YOUR OBJECTIVE: Return every line in the items below that contains the word "ground". Case matters.

MATERIAL SUPPLIED:
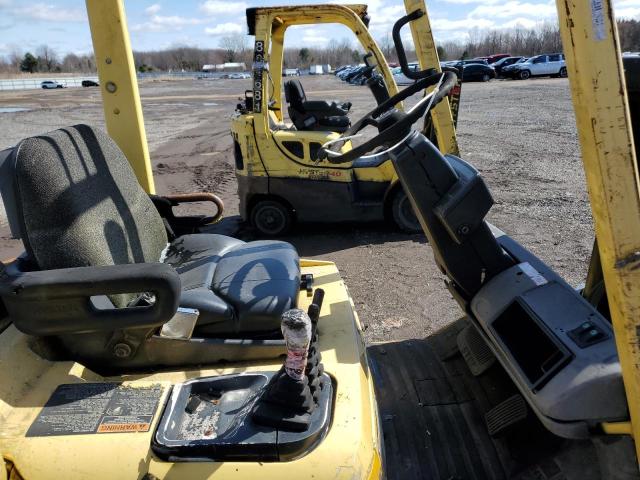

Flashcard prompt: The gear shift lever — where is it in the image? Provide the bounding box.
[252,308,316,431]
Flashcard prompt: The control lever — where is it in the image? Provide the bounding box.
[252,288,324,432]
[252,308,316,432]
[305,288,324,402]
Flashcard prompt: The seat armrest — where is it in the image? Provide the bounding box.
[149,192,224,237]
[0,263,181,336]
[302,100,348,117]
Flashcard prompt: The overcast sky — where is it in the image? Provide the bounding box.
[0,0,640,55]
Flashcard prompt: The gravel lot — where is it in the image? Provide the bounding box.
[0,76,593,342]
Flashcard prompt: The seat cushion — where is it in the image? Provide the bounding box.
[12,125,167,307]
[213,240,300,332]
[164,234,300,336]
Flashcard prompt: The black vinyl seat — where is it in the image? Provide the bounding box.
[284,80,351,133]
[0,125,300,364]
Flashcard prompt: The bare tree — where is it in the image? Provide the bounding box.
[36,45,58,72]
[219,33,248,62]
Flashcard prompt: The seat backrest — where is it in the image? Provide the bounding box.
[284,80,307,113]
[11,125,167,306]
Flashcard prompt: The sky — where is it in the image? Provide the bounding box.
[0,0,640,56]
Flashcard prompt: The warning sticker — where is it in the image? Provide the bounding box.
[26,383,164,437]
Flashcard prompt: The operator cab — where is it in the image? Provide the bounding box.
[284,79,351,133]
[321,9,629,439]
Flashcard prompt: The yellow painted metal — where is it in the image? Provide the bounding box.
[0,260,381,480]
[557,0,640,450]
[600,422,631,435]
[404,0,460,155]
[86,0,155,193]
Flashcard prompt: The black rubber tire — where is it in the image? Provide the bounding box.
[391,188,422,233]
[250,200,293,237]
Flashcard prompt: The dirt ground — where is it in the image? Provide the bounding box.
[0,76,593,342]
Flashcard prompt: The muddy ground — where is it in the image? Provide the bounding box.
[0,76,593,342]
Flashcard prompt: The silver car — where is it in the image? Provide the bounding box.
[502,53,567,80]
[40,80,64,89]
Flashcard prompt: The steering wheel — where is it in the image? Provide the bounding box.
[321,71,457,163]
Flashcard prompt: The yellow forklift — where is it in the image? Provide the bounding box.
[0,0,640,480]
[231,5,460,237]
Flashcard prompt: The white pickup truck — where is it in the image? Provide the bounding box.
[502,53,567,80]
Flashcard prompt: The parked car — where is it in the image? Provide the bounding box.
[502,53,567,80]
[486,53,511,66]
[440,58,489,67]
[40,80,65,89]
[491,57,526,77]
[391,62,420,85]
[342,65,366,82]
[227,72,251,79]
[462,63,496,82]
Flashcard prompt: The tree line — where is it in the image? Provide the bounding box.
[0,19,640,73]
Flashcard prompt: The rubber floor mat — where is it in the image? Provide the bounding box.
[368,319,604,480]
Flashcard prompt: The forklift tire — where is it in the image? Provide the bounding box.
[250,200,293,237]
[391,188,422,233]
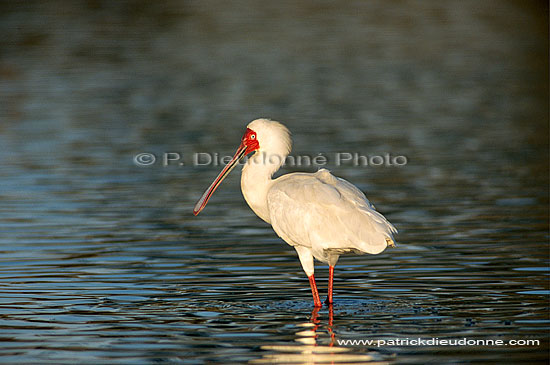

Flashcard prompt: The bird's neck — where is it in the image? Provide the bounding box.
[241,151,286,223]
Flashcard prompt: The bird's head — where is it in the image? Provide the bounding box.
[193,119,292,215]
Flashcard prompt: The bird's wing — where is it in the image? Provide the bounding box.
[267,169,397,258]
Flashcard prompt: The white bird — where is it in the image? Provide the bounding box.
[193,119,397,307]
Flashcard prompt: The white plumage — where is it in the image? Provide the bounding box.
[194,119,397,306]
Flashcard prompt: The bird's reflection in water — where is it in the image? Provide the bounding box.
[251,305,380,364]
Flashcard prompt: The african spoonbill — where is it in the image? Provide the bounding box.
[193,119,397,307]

RIGHT ANSWER:
Flashcard prompt: The dirt ground — where is it in the image? Provide the bounding box.
Flashcard prompt: The muddy ground — where is it in the image? Provide the bounding box.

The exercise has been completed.